* [Source material]
━━━━━━

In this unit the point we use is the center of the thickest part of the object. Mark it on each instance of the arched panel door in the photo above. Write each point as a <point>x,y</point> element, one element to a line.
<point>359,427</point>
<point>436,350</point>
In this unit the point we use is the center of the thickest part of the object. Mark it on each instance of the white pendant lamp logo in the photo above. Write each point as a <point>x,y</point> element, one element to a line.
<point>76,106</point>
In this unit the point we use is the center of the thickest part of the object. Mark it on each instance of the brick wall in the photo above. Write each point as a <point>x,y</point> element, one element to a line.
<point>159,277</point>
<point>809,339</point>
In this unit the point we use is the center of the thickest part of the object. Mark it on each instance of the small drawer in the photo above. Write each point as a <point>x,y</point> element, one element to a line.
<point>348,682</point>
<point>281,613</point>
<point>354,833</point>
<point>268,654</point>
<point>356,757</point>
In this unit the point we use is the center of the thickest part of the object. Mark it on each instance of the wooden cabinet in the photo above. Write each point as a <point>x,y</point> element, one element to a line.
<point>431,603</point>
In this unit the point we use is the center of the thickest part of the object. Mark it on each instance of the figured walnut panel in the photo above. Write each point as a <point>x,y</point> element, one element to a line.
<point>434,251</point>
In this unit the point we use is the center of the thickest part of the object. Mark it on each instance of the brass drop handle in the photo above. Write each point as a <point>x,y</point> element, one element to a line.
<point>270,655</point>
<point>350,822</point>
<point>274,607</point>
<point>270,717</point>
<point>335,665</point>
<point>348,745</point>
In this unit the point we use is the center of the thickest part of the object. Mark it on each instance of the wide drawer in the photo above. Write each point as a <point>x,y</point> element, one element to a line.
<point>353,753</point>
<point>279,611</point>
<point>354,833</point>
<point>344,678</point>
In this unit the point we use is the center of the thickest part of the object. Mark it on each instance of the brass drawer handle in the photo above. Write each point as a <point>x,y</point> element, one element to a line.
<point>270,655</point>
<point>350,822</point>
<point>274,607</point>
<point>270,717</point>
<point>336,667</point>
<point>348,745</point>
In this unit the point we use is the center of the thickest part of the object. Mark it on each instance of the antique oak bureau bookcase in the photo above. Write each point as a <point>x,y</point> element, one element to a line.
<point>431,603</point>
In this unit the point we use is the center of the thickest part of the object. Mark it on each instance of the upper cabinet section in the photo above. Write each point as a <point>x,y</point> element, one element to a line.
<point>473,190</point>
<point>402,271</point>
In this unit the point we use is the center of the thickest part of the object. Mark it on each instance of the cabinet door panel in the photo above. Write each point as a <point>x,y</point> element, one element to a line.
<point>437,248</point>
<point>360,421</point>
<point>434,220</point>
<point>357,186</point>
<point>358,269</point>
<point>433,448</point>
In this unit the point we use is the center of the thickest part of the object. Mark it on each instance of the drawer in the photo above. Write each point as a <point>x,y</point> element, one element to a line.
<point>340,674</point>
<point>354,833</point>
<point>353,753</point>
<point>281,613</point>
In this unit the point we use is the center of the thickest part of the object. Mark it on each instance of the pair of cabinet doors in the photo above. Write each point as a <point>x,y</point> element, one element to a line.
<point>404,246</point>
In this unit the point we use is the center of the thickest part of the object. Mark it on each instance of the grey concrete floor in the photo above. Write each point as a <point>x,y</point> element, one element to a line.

━━━━━━

* [About this task]
Take the line that contains "of the drawer" and each line after it down to the last of the records, and retype them exactly; add nothing else.

* [Exercise response]
In this unit the point we use is the center of the thickest part of the object. Mark it on each instance of the drawer in the photo above. Write each point as a <point>x,y</point> element, one element to a line.
<point>340,674</point>
<point>354,833</point>
<point>353,753</point>
<point>281,613</point>
In this unit the point we use is the center of the thickest part of the object. Mark it on each instance of the pair of cabinet doors in the photo above. Write each point as a <point>x,y</point> element, one element to a line.
<point>404,246</point>
In this unit the point we use is the center of the thickest part of the object. Mark it on each instance of the grey concrete floor in the photo above. Write each point as a <point>x,y</point> element, one element to a line.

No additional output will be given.